Hello, codeforces!
Do you have modern GPU and CPU and want to calculate something with them, but you don't know how to do it? Dont be upset, because you can read this blog and run your first GPU program on your AMD/Intel/NVIDIA GPU. I will describe installation process and then we will dive into the C++ code. As an example, we will calculate a lot of mazes for Bug Game in parallel. For doing this in simple way, we will use library Boost.Compute, which is a C++ STL-style wrapper over OpenCL library. ...
Installation for MacOS (Apple M1 Pro)
As Gosunov said, OpenCL
and g++
is pre-installed on MacOS
. Everything that you have to do is install Boost
with command brew install boost
. After it you will be able to compile your program with command g++ -std=c++17 -O3 -I/opt/homebrew/Cellar/boost/1.81.0_1/include -framework OpenCL -o main main.cpp
Installation for Windows
We need to install GCC, Boost and OpenCL. Let's do it with cygwin. Just download it by above link and run installation process. Select www.cygwin.mirror.constant.com
as a mirror!

__________________________________________________

● **STATED PROBLEM 1**:
Please answer these questions about the GPU programming blog:
(a) Which library does the blog use to keep the GPU code simple, and what library does it wrap?
(b) What command installs Boost on MacOS?
(c) Which mirror should be chosen during the cygwin installation on Windows?
● **STATED PROBLEM 2**: Resume the GPU programming blog after its last sentence, carrying on with the Windows installation steps.

__________________________________________________

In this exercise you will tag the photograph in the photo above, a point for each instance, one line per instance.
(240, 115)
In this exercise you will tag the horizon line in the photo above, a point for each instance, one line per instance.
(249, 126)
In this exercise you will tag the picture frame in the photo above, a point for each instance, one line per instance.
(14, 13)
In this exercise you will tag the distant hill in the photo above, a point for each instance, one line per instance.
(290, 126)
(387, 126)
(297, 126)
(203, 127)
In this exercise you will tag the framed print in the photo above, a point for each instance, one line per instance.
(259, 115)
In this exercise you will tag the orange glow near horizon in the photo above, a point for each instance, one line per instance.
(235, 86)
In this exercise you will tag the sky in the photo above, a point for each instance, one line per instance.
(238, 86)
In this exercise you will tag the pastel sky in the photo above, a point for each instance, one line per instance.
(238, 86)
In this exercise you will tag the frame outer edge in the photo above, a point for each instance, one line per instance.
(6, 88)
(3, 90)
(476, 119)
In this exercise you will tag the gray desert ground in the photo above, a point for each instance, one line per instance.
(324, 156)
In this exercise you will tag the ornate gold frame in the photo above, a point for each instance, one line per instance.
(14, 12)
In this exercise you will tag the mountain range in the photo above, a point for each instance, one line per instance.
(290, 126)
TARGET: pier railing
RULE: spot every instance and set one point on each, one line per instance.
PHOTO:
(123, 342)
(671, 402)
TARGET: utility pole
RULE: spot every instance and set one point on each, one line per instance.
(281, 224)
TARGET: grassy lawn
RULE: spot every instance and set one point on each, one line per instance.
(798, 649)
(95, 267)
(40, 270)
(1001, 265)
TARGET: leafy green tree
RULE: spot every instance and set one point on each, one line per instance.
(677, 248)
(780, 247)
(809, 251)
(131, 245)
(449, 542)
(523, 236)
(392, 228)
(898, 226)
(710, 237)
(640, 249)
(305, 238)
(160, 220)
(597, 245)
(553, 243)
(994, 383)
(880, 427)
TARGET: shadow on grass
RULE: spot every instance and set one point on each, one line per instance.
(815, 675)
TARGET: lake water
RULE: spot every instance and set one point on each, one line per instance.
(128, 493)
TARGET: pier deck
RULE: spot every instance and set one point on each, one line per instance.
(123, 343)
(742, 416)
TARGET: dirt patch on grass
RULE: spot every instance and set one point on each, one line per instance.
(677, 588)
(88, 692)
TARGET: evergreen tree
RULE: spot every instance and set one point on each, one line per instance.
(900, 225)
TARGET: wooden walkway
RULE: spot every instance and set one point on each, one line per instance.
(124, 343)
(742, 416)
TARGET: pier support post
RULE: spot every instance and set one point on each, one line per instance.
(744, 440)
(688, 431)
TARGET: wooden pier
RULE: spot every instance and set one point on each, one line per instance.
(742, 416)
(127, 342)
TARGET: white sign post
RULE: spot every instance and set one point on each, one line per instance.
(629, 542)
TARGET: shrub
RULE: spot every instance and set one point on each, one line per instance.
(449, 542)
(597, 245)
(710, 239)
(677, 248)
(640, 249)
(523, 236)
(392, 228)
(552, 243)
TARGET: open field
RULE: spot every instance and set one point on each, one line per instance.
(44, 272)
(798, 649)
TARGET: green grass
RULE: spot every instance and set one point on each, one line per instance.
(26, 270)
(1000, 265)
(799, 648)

__________________________________________________

● **WRITTEN REPLY 1**:
(a) Boost.Compute, a C++ STL-style wrapper over OpenCL.
(b) brew install boost
(c) www.cygwin.mirror.constant.com

● **WRITTEN REPLY 2**:
Cygwin installation
Select GCC
On the step of choosing packages, select View: Full
, type Search: gcc
and select next packages:
- colorgcc
- gcc-core
- gcc-g++
- libgcc1
Select Boost
Then type Search: boost
and select all of the packages.
Select OpenCL
Then type Search: OpenCL
and select all of the packages: libOpenCL-devel
and libOpenCL1
.
Finish installation
After selecting all of the packages, click Next
twice and wait while installation process is not finished.
First example: print list of devices and default device
We are ready to write out first example. Lets print list of available devices. Here is the C++ code:
#include <iostream>
#include <iomanip>
#include <boost/compute/core.hpp>
namespace compute = boost::compute;
std::ostream &operator<<(std::ostream &os, const compute::device & device)
{
return os << device.name() << " (platform: " << device.platform().name() << ")";
}
int main()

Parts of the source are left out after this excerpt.